Encuesta abajo sin frenos
«Un giro de muñeca en la cocina del CIS y ya tenemos sazonado y servido un plato de legitimidad al servicio de quien nombra al director de la casa»
Explica magistralmente don Álvaro d’Ors, en sus Ensayos de teoría política (Eunsa, 1979) la evolución del concepto de legitimidad, paralelo y —a la vez— contraste de la legalidad. Resulta apasionante. La legitimidad fue en la historia la característica propia de la posición de los reyes, frente al orden legal impuesto por la revolución. También había una legitimidad de ejercicio, según las actuaciones se acomodasen o no al Derecho Natural. Con la democracia, explica d’Ors, el concepto de legitimidad estaba en principio llamado a desaparecer, porque las democracias no reconocen, en el fondo, más poder legítimo que el emanado de las urnas.

§ Tareas:
(A) Según el texto sobre la legitimidad, ¿qué poder legítimo reconocen en el fondo las democracias?
(B) Prosigue el texto sobre la legitimidad a partir de su última oración.
Los ítems no hacen falta para resolver esto.

§ Datos disponibles:
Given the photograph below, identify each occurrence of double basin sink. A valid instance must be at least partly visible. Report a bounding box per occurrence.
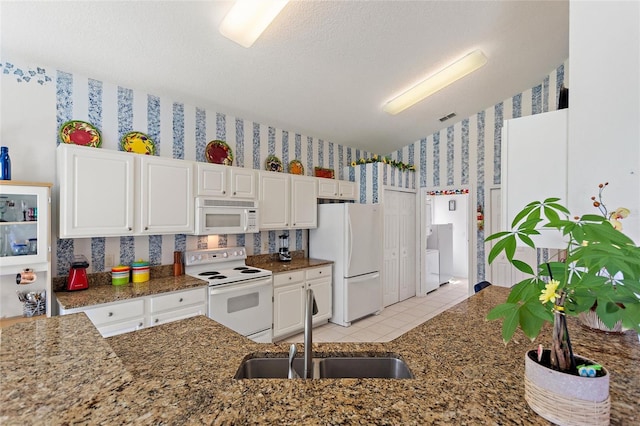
[234,354,414,379]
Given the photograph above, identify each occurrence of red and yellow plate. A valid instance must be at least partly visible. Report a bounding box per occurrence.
[204,140,233,166]
[120,132,156,155]
[59,120,102,148]
[289,160,304,175]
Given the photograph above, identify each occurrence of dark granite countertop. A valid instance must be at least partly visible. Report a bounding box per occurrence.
[0,287,640,425]
[55,275,208,309]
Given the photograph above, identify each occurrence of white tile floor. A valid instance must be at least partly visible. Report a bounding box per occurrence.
[284,279,469,343]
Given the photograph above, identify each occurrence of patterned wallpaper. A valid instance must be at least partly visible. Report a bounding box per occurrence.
[54,71,378,276]
[0,62,566,280]
[391,61,568,281]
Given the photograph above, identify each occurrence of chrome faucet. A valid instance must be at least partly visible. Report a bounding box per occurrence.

§ Respuestas dadas:
(A) Solo el poder emanado de las urnas.

(B)
Sin embargo, no fue así, quizá (digo yo) porque el magnetismo del concepto de legitimidad es muy poderoso e instintivamente sabemos que, sin él, la legalidad va a la pata coja y hacia no se sabe dónde. Entonces, don Álvaro asesta su golpe más certero al ver que la legitimidad en una democracia no depende de los autoproclamados derechos fundamentales. Se da completamente la vuelta y aparece «como justificación para impugnar la legalidad, generalmente por faltar el apoyo popular plebiscitario». Obsérvese la inversión: la legitimidad se invoca como concepto revolucionario para subvertir el orden al menos formal que salió de la cámara legislativa.
Eso lo escribió don Álvaro en 1979, pero lo estamos viendo en vivo y en directo. Para reformar la Constitución se invoca una vaporosa legitimidad de los sentimientos y las desafecciones. Y de la Constitución abajo, no ha habido norma que hayan querido derribar contra la que no hayan volteado el ariete de una legitimidad popular supuestamente contraria. Advierte d’Ors: «La dificultad estriba entonces en medir la extensión e intensidad de la aceptación o rechazo de una ley, o del poder que la dio, por parte de los súbditos. Porque, generalmente, las apariencias de resistencia al poder no corresponden a una voluntad mayoritaria».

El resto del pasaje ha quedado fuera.